◆ WHAT TO DO ◆
Reproduce every line of the listing below, the reviewer notes included, and raise each x and y coordinate in the answer points by 74. Leave the pictures out of your reply.

◆ INFORMATION SHOWN ◆
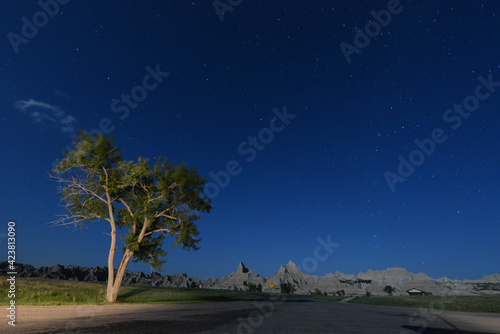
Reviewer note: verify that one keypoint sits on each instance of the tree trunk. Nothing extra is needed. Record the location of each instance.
(112, 293)
(111, 268)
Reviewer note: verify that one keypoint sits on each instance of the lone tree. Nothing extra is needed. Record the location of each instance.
(143, 203)
(389, 289)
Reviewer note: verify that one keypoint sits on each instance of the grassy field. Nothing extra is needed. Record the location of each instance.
(39, 291)
(450, 303)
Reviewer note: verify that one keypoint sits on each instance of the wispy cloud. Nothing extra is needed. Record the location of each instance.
(47, 114)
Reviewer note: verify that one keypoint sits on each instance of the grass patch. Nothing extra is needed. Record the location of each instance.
(449, 303)
(41, 291)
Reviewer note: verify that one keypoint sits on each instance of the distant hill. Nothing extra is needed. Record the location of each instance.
(373, 282)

◆ EXERCISE RESPONSE ◆
Reviewer note: verify that one keypoint sits on each instance of the tree trunk. Nothing extra is needed. Record the location of each instance.
(186, 367)
(185, 342)
Reviewer note: verify that one keypoint sits on each instance of the lone tree. Nothing extra is needed. Record the location of each instance.
(217, 277)
(463, 363)
Reviewer note: verify that one keypoint sits on each instance of the grassy field. Nothing extra is needed. Record the location of each instance.
(113, 365)
(524, 377)
Reviewer note: verify that one keypoint sits on each instance of the wispy cloud. Nothing extra is needed. Record the location of each instance.
(121, 188)
Reviewer note: verify that one keypoint sits on each instance of the grass patch. Nothing extra is needed. Record the location of each instance.
(523, 377)
(115, 365)
Reviewer note: verify that one keypoint sits on each instance of the distant hill. Nothing extra is needed. Record the location of each instance.
(447, 356)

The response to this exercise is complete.